PROBLEM TO SOLVE: Your response should give back each record exactly, word for word.

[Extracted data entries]
=== Section Start ===
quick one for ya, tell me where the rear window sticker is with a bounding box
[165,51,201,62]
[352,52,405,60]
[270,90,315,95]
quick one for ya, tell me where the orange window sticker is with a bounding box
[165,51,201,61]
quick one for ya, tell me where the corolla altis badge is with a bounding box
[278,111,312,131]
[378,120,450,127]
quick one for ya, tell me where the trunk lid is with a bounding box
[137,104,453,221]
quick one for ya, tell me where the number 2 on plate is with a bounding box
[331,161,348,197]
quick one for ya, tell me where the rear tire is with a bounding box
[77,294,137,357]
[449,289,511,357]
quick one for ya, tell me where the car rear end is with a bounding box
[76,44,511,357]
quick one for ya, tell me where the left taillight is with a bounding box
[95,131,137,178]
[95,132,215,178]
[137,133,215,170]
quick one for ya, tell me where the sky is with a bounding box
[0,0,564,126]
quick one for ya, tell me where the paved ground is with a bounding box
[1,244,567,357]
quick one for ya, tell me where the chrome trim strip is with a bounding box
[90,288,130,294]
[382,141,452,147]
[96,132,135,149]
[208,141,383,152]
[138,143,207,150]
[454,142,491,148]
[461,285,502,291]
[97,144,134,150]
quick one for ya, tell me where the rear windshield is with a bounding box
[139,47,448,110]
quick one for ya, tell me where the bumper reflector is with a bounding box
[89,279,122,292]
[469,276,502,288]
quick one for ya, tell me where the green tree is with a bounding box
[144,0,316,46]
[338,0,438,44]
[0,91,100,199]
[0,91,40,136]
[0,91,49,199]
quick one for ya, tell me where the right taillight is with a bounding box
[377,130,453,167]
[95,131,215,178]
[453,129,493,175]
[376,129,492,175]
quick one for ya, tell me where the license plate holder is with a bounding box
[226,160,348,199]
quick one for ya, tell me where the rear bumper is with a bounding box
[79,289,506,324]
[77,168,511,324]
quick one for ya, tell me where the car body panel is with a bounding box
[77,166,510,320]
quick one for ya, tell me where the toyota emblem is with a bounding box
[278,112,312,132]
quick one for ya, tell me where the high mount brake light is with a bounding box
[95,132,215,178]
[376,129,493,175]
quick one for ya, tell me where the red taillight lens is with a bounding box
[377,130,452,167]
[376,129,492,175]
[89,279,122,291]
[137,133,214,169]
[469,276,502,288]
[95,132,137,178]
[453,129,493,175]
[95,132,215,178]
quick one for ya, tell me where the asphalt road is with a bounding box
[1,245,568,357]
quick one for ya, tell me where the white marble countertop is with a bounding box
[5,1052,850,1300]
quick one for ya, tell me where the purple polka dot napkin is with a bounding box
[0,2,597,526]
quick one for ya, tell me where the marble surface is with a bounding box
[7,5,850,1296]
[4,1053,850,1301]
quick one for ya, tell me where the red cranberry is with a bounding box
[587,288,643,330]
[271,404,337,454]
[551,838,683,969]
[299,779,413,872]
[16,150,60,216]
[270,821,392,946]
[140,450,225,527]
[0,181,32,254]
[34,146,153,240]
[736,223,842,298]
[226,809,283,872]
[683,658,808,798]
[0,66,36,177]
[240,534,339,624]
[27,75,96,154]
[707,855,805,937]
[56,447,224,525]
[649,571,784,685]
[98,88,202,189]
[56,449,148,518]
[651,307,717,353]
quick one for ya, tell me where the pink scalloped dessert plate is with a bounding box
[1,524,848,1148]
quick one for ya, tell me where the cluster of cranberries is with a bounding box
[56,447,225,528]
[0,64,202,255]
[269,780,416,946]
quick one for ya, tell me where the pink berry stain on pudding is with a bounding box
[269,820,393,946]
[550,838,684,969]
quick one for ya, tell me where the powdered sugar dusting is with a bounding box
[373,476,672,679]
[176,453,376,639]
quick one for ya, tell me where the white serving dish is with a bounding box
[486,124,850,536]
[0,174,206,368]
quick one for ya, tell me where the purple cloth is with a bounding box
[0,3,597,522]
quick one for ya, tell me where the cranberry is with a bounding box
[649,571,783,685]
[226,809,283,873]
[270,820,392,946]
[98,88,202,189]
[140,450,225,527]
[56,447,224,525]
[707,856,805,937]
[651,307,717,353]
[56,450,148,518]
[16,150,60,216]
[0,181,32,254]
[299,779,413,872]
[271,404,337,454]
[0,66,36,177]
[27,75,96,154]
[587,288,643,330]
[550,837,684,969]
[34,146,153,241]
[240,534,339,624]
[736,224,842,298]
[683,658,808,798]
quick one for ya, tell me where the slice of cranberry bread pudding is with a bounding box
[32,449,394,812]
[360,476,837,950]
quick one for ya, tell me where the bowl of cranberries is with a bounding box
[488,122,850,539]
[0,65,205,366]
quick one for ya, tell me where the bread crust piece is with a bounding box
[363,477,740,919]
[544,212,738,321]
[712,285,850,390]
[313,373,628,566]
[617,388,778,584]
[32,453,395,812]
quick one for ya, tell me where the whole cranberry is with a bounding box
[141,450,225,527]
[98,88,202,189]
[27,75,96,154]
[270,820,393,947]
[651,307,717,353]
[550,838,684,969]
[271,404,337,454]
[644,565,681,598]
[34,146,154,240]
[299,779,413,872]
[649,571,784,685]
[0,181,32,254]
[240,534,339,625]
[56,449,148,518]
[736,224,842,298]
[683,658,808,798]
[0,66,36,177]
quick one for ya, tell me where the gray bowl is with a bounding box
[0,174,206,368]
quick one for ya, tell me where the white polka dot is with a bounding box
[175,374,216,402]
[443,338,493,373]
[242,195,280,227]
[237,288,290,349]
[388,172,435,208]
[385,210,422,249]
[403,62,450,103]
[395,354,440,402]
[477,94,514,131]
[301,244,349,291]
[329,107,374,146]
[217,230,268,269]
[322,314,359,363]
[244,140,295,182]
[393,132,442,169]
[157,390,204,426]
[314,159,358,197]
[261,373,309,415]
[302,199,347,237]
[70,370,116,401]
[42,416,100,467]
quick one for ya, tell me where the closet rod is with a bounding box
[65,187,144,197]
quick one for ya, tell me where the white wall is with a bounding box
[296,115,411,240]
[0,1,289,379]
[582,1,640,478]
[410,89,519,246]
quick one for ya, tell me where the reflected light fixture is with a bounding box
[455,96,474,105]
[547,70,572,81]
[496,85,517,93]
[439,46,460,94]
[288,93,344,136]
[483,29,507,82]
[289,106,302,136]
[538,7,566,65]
=== Section End ===
EXERCISE RESPONSE:
quick one for ya, tell me where the rear window sticker is with a bounding box
[165,51,201,62]
[352,52,405,60]
[270,90,315,95]
quick one for ya, tell me where the orange window sticker is with a bounding box
[165,51,201,61]
quick one for ya, tell me where the corolla altis badge is with a bounding box
[278,111,312,131]
[378,120,450,127]
quick one for ya, tell me where the trunk lid is with a bounding box
[137,104,453,221]
quick one for ya, tell me where the number 2 on plate is with a bounding box
[331,161,348,197]
quick one for ya, tell me where the rear tire is with a bounding box
[77,294,137,357]
[449,289,511,357]
quick one for ya, tell me where the car rear end is with a bounding box
[76,44,511,357]
quick one for ya, tell me where the left taillight is with a bounding box
[95,131,137,178]
[95,132,215,178]
[137,133,215,170]
quick one for ya, tell me where the sky is with a bounding box
[0,0,564,126]
quick one for ya, tell me where the paved ground is with a bounding box
[1,244,567,357]
quick one for ya, tell me where the chrome trim strip is with a bounding box
[90,288,130,294]
[382,141,452,147]
[96,132,135,149]
[208,141,383,152]
[138,143,207,150]
[454,142,491,148]
[461,285,502,291]
[97,144,134,150]
quick one for ya, tell me where the rear windshield is with a bounding box
[139,47,448,110]
quick one for ya, tell me where the bumper reflector is with a bounding box
[89,279,122,292]
[469,276,502,288]
quick one for ya, tell me where the green tree is with a bounding box
[144,0,316,46]
[338,0,438,44]
[0,91,100,199]
[0,91,40,136]
[0,91,49,199]
quick one for ya, tell me where the right taillight is with a bounding box
[377,130,453,167]
[95,131,215,178]
[453,129,493,175]
[376,129,492,175]
quick one for ya, tell me where the license plate holder is with a bounding box
[226,160,348,199]
quick one for ya, tell me where the rear bumper is with a bounding box
[79,289,506,324]
[77,168,511,324]
quick one for ya, tell me where the car body panel is with a bounding box
[77,166,510,320]
quick one for ya, tell me where the toyota emblem is with a bounding box
[278,112,312,132]
quick one for ya, tell me where the high mount brake light is with a bounding box
[95,132,215,178]
[376,129,493,175]
quick one for ya, tell me where the red taillight lens is with a bounding box
[377,130,452,167]
[376,129,492,175]
[89,279,122,291]
[137,133,214,169]
[469,276,502,288]
[95,132,137,178]
[453,129,493,175]
[95,132,215,178]
quick one for ya, tell me where the asphalt road is with a bounding box
[1,245,568,357]
quick one for ya, tell me where the white marble countertop is with a bounding box
[5,1052,850,1300]
quick one for ya, tell me where the purple polka dot napkin is with a bounding box
[0,2,597,526]
quick one for ya, tell me where the marble surface is with a bounding box
[7,5,850,1296]
[4,1053,850,1301]
quick one for ya, tell me where the red cranberry is with a bounding box
[587,288,643,330]
[271,404,337,454]
[551,838,683,969]
[299,779,413,872]
[16,150,60,216]
[270,821,392,946]
[140,450,225,527]
[0,181,32,254]
[34,146,153,240]
[736,223,842,298]
[226,809,283,872]
[683,658,808,798]
[0,66,36,177]
[240,534,339,624]
[27,75,96,154]
[707,855,805,937]
[56,447,224,525]
[649,571,784,685]
[98,88,202,189]
[56,449,148,518]
[651,307,717,353]
quick one for ya, tell me where the pink scalloped dessert plate is with a bounding box
[1,524,848,1148]
quick one for ya, tell me where the cluster of cranberries is with a bounding box
[56,447,225,528]
[0,64,202,255]
[269,780,416,946]
quick one for ya, tell me where the pink berry stain on pudding is with a bounding box
[269,820,393,946]
[550,838,684,969]
quick one for ya, tell me where the powdered sugar dusting is with a bounding box
[373,476,672,679]
[176,453,376,639]
quick one for ya, tell me where the white serving dish is with a bounding box
[486,124,850,536]
[0,174,206,368]
quick one for ya, tell me where the purple cloth is with a bounding box
[0,3,597,522]
quick one for ya, tell me where the cranberry is with a bounding box
[649,571,783,685]
[226,809,283,873]
[270,820,392,946]
[98,88,202,189]
[140,450,225,527]
[56,447,224,525]
[707,856,805,937]
[651,307,717,353]
[56,450,148,518]
[16,150,60,216]
[0,181,32,254]
[299,779,413,872]
[271,404,337,454]
[0,66,36,177]
[27,75,96,154]
[587,288,643,330]
[550,837,684,969]
[34,146,153,241]
[240,534,339,624]
[736,224,842,298]
[683,658,808,798]
quick one for ya, tell me where the slice of cranberry bread pudding is with a bounding box
[32,449,394,812]
[360,476,837,950]
quick one for ya, tell me where the bowl of cranberries is with a bounding box
[488,122,850,539]
[0,65,205,366]
quick one for ya, tell me where the bread crust piece is with a bounding box
[363,477,740,919]
[544,212,738,321]
[712,285,850,390]
[313,373,628,566]
[617,388,778,584]
[32,453,395,812]
quick one for ya, tell me where the whole cranberry is with a bounding box
[141,450,225,527]
[98,88,202,189]
[27,75,96,154]
[270,820,393,947]
[651,307,717,353]
[550,838,684,969]
[271,404,337,454]
[644,565,681,598]
[34,146,154,240]
[299,779,413,872]
[649,571,784,685]
[0,181,32,254]
[240,534,339,625]
[56,449,148,518]
[736,224,842,298]
[683,658,808,798]
[0,66,36,177]
quick one for ya, tell me where the gray bowl is with a bounding box
[0,174,206,368]
quick one for ya, tell me where the white polka dot is with a bounding box
[175,374,216,402]
[443,338,493,373]
[242,195,280,227]
[237,288,290,349]
[388,172,435,208]
[385,210,422,249]
[403,62,450,103]
[395,354,440,402]
[477,94,514,131]
[301,244,349,291]
[329,107,374,146]
[217,230,268,269]
[322,314,359,363]
[244,140,295,182]
[393,132,442,169]
[157,390,204,426]
[314,159,358,197]
[261,373,309,415]
[302,199,347,237]
[70,370,116,401]
[42,416,100,467]
quick one for ya, tell me where the closet rod is with a bounding box
[65,187,144,197]
quick one for ya, tell me where the white wall is with a bounding box
[296,115,411,240]
[0,1,289,379]
[582,1,640,478]
[410,89,519,246]
quick one for ya, tell me where the reflected light fixture is with a bounding box
[455,96,474,105]
[547,70,572,81]
[496,85,517,93]
[439,46,460,94]
[288,93,344,136]
[483,29,507,82]
[289,106,302,136]
[538,7,566,65]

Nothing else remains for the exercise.